Excerpts of labeled region data:

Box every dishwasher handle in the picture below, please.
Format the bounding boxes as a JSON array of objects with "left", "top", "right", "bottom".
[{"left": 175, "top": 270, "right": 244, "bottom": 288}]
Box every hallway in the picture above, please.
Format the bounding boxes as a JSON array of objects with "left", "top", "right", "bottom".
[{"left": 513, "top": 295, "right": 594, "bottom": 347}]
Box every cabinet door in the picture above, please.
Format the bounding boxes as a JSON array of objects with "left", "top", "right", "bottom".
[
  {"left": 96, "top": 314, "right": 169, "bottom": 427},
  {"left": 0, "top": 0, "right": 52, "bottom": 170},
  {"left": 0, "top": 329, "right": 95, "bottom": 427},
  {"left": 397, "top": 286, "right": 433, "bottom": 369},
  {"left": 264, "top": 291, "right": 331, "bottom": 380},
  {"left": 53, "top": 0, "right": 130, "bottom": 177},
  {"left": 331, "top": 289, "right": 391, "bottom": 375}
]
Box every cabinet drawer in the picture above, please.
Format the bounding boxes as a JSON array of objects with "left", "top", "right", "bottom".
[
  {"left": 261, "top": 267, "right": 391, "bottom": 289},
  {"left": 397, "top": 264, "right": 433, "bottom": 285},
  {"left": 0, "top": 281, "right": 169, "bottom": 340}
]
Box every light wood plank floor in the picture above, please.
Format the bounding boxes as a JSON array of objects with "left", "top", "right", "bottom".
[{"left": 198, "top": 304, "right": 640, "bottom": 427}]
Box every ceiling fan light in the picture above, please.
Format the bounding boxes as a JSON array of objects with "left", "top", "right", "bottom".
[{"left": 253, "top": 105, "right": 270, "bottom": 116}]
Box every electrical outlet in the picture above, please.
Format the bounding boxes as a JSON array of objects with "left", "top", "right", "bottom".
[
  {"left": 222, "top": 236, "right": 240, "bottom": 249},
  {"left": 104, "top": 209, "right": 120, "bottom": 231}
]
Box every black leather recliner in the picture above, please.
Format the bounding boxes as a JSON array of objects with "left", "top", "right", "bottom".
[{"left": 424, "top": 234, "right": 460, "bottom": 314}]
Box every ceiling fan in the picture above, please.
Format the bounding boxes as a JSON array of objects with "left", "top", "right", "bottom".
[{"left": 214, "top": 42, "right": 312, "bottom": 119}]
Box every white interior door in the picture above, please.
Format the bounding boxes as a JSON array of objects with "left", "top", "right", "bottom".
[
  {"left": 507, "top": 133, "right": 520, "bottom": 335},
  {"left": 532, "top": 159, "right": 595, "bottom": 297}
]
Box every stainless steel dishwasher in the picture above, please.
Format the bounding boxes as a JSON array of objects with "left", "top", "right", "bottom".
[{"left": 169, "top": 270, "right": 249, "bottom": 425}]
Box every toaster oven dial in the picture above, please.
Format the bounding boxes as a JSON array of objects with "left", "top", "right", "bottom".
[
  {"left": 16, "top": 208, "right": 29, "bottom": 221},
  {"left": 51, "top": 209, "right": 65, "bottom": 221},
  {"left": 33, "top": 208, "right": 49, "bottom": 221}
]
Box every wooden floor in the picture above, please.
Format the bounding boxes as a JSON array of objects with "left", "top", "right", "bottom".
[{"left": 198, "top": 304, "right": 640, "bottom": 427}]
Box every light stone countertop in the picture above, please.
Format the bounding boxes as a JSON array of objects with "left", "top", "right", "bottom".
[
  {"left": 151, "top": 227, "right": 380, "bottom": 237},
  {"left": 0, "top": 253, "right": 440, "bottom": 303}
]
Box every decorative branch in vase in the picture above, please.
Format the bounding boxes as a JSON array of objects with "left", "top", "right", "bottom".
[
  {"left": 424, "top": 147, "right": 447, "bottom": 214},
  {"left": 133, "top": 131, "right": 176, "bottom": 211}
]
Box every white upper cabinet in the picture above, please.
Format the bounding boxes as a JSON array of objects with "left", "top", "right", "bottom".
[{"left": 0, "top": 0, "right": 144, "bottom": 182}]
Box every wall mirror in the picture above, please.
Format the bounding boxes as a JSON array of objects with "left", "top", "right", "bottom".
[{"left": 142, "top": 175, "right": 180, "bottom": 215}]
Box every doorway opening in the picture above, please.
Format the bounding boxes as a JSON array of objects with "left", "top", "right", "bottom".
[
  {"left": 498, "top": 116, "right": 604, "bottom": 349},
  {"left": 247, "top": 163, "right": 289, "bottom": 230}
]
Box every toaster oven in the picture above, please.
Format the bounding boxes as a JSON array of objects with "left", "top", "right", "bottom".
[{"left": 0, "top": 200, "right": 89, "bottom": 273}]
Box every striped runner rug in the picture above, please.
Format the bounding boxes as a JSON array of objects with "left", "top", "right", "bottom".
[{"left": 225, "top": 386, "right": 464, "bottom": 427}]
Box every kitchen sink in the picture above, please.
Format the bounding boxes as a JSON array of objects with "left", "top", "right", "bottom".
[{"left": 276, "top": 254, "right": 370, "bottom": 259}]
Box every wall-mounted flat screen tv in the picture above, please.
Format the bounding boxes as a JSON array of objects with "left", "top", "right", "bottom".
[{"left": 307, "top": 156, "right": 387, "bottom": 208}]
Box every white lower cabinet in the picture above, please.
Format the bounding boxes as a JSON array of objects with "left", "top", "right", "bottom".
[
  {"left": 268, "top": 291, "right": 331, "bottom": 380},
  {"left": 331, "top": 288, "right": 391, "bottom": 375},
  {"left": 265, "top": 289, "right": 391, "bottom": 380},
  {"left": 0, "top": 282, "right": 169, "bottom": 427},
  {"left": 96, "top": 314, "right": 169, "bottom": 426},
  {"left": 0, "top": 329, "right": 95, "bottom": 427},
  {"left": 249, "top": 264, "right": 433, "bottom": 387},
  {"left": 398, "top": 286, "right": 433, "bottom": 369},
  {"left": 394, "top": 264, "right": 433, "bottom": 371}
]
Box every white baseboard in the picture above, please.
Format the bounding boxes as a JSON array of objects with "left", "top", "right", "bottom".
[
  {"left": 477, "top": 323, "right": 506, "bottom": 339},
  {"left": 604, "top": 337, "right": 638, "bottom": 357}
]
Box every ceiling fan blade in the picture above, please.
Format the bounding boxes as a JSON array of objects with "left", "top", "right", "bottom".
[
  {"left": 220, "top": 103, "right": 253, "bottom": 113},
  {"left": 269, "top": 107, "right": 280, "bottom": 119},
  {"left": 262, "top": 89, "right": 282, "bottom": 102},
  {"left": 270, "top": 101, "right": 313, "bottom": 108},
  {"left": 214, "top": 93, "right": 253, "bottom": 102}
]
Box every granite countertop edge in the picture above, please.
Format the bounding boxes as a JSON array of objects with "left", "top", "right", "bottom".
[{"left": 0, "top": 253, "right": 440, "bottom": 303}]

• [Given task] Reproduce verbatim the stretch of the entries from the line containing "Box every ceiling fan blade" through the end of the entries.

• [The output]
Box every ceiling fan blade in the picture above, please.
Format the bounding boxes as a JSON array of objects with "left", "top", "right", "bottom".
[
  {"left": 220, "top": 103, "right": 253, "bottom": 113},
  {"left": 269, "top": 107, "right": 280, "bottom": 119},
  {"left": 262, "top": 89, "right": 282, "bottom": 102},
  {"left": 270, "top": 101, "right": 313, "bottom": 108},
  {"left": 214, "top": 93, "right": 253, "bottom": 102}
]
Box every granite countertop edge in the picture above, please.
Format the bounding boxes as a JSON array of objects with "left", "top", "right", "bottom".
[{"left": 0, "top": 253, "right": 440, "bottom": 303}]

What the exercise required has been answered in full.